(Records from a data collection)
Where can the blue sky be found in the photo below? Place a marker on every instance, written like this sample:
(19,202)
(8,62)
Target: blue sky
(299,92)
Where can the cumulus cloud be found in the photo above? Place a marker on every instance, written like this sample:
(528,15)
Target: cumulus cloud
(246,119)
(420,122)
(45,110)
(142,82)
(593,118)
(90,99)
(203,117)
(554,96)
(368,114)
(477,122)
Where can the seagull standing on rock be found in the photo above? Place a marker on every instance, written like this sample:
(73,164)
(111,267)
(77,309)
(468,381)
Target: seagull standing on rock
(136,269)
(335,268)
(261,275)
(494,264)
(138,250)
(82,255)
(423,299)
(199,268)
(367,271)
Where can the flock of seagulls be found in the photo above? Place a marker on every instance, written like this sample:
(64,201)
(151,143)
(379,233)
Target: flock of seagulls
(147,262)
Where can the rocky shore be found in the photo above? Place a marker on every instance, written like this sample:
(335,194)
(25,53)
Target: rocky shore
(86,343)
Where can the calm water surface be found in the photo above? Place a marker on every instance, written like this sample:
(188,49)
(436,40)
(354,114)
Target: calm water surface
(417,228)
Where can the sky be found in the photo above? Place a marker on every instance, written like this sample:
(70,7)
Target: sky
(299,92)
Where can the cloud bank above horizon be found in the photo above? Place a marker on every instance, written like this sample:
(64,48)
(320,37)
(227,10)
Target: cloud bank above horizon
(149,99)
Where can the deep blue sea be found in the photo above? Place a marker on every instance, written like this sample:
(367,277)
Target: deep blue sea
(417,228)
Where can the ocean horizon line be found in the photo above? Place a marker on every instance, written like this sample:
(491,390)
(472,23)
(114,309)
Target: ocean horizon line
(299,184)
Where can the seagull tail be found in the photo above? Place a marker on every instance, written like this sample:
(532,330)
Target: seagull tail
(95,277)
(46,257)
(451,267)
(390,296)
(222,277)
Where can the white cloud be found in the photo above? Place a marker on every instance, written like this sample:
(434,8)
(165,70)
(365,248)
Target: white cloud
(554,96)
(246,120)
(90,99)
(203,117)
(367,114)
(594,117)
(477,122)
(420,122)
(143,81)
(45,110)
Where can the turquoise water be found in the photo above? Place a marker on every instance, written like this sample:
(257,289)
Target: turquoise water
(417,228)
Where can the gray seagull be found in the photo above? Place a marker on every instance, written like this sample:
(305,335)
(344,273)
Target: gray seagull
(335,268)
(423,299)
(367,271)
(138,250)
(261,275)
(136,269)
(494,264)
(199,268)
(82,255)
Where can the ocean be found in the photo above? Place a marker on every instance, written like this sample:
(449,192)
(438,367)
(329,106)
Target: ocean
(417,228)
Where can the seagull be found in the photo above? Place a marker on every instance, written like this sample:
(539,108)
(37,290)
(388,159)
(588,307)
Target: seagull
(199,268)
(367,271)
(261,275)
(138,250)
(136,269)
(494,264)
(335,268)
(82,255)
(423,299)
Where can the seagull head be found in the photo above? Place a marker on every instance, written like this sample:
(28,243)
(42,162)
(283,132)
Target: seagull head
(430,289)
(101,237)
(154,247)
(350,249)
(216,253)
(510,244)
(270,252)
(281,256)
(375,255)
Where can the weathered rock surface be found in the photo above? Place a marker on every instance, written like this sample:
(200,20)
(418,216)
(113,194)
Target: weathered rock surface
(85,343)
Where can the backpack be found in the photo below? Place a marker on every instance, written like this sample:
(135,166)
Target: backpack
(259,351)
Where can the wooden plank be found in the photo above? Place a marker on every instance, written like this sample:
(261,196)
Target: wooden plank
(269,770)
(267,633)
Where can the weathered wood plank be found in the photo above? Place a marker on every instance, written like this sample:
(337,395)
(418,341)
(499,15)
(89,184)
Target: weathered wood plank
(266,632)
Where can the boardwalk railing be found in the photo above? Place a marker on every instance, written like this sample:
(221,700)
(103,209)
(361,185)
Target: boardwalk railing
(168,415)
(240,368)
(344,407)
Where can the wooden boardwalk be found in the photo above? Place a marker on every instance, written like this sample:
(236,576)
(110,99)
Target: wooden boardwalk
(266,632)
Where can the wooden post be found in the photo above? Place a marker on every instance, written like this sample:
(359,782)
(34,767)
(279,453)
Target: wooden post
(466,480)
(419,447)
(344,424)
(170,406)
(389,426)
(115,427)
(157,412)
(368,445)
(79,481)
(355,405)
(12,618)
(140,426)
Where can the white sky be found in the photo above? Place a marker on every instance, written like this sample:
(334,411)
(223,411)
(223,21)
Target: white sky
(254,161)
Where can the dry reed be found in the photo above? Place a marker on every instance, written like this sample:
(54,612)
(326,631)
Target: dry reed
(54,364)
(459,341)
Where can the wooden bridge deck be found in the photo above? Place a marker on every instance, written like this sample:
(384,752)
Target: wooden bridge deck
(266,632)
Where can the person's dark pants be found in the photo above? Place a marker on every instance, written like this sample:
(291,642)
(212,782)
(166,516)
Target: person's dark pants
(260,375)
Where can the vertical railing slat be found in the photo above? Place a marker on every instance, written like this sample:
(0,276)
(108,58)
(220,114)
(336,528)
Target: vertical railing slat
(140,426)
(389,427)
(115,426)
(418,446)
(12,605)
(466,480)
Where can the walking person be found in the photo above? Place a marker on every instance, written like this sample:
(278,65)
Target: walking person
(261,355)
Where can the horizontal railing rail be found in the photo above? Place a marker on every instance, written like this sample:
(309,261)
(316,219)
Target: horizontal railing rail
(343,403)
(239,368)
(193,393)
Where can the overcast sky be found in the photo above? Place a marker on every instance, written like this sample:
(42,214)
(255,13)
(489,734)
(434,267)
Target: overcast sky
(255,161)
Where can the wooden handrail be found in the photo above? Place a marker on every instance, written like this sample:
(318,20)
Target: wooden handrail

Problem to work on.
Word for word, write out the entries above again.

Exercise output.
Where can the blue sky be found in the photo below? Place a marker on every instance, written like this sample:
(19,202)
(8,62)
Target: blue sky
(299,92)
Where can the cumulus cloud be found in the photo above? Place a marker on every instance, written like this sample:
(528,15)
Target: cumulus cloud
(246,119)
(420,122)
(45,110)
(142,82)
(593,118)
(90,99)
(203,117)
(554,96)
(368,114)
(477,122)
Where can the seagull standing on rock be found in the photo above? Place a marker on every instance, written like this sample:
(73,164)
(111,267)
(77,309)
(468,381)
Target: seagull standing on rock
(136,269)
(335,268)
(261,275)
(494,264)
(138,250)
(82,255)
(423,299)
(199,268)
(367,271)
Where can the flock of seagulls be found in the photo above? Place a marker on every instance, written like this sample:
(64,201)
(151,143)
(379,233)
Target: flock of seagulls
(147,262)
Where can the rocky shore be found in the photo above? Place a marker on every instance, written like this sample:
(335,194)
(25,53)
Target: rocky shore
(86,343)
Where can the calm water surface be found in the photo above? Place a marker on every instance, written like this sample:
(188,49)
(436,40)
(354,114)
Target: calm water surface
(417,228)
Where can the sky be found in the photo above? Place a marker on every instance, written like this sample:
(70,7)
Target: sky
(299,92)
Where can the cloud bank above horizon be found in the photo above? Place a marker on every instance, written like this sample:
(64,48)
(320,37)
(227,10)
Target: cloud bank above horizon
(149,99)
Where can the deep blue sea be found in the photo above? Place a marker on every instance, written like this sample:
(367,277)
Target: deep blue sea
(417,228)
Where can the ocean horizon line be found in the photo above? Place a marker on every instance, written like this sample:
(491,390)
(472,23)
(114,309)
Target: ocean horizon line
(299,184)
Where can the seagull tail be found in the photo above? Place a marker on every instance, written like this sample:
(532,330)
Target: seagull tail
(95,277)
(46,257)
(451,267)
(390,296)
(222,277)
Where can the white cloud be found in the photo above? Place a marker on every instance, written like this sample:
(434,8)
(165,70)
(365,248)
Target: white cloud
(554,96)
(246,120)
(90,99)
(203,117)
(367,114)
(594,117)
(477,122)
(420,122)
(143,81)
(45,110)
Where can the turquoise water be found in the photo above? Place a marker on every instance, written like this sample:
(257,289)
Target: turquoise water
(417,228)
Where can the gray seagull be found in the photo above? Place a marker on every instance, written like this sample:
(305,335)
(344,273)
Target: gray seagull
(335,268)
(423,299)
(367,271)
(138,250)
(261,275)
(136,269)
(494,264)
(199,268)
(82,255)
Where can the ocean be found in the photo above? Place a marker on every instance, written like this sample:
(449,192)
(438,367)
(329,106)
Target: ocean
(417,228)
Where can the seagull be found in the photo above? Place a marker on every instance, written like this sample:
(539,108)
(37,290)
(388,159)
(588,307)
Target: seagull
(199,268)
(367,271)
(261,275)
(138,250)
(136,269)
(494,264)
(335,268)
(82,255)
(423,299)
Where can the seagull head be found in the photo above? Place a marker on every instance, written like this sample:
(28,243)
(42,162)
(283,132)
Target: seagull head
(430,289)
(101,237)
(154,247)
(350,249)
(216,253)
(510,244)
(270,252)
(281,256)
(375,255)
Where can the weathered rock surface be found in the photo above? Place a marker on every instance, written like this sample:
(200,20)
(418,216)
(113,194)
Target: weathered rock surface
(85,343)
Where can the backpack be found in the photo below? Place a marker on every instance, written like this sample:
(135,166)
Target: backpack
(259,351)
Where can the wooden plank be found in the photo above? Place a marker on every instance, written like this sample:
(261,196)
Target: wooden plank
(269,770)
(267,633)
Where can the weathered wood plank be found in the photo above? Place a marker on every instance, written like this sample:
(337,395)
(418,341)
(499,15)
(89,184)
Target: weathered wood plank
(266,632)
Where can the boardwalk railing be found in the photo above? Place a marker on every instance, written like this sample:
(221,700)
(103,209)
(361,185)
Target: boardwalk railing
(168,415)
(240,368)
(344,407)
Where can the wooden boardwalk be found in the photo above? Place a marker on every instance, written like this sample:
(236,576)
(110,99)
Target: wooden boardwalk
(266,632)
Where can the wooden post be found in the photo above? Place a marker on every instance, written like this sample:
(359,782)
(34,767)
(279,453)
Target: wooden post
(466,480)
(419,447)
(344,424)
(170,406)
(389,426)
(115,427)
(157,412)
(368,445)
(79,481)
(355,405)
(12,618)
(140,426)
Where can the white sky be found in the photo above? Place a marker on every instance, written like this sample:
(334,411)
(223,411)
(223,21)
Target: white sky
(254,161)
Where can the dry reed be found in the photo above? Place a marker on every instance, written like this sample:
(54,612)
(326,631)
Target: dry reed
(54,364)
(459,341)
Where can the wooden bridge deck be found in the photo above? Place a marker on every instance, written like this sample:
(384,752)
Target: wooden bridge deck
(266,632)
Where can the person's dark pants be found in the photo above? Place a marker on every instance, written like this sample:
(291,642)
(212,782)
(166,516)
Target: person's dark pants
(260,375)
Where can the vertical railing slat be found in the photo above? Place a marker on every instance, written like this sample:
(0,276)
(108,58)
(220,114)
(336,528)
Target: vertical railing slat
(140,426)
(389,427)
(115,426)
(418,446)
(12,605)
(466,480)
Where can the walking person be found in the photo above? Place a marker on every instance, written like this sample:
(278,65)
Target: walking person
(261,355)
Where can the horizontal railing rail be found in the photo above? Place a marker on every instance, written like this sample:
(309,261)
(316,219)
Target: horizontal railing rail
(343,403)
(239,368)
(193,393)
Where can the overcast sky be found in the photo above? Place a marker on every instance, written like this sample:
(42,214)
(255,13)
(489,734)
(434,267)
Target: overcast sky
(255,161)
Where can the wooden handrail be found in the photo above? Place a marker on every instance, written like this sample:
(318,20)
Target: wooden handrail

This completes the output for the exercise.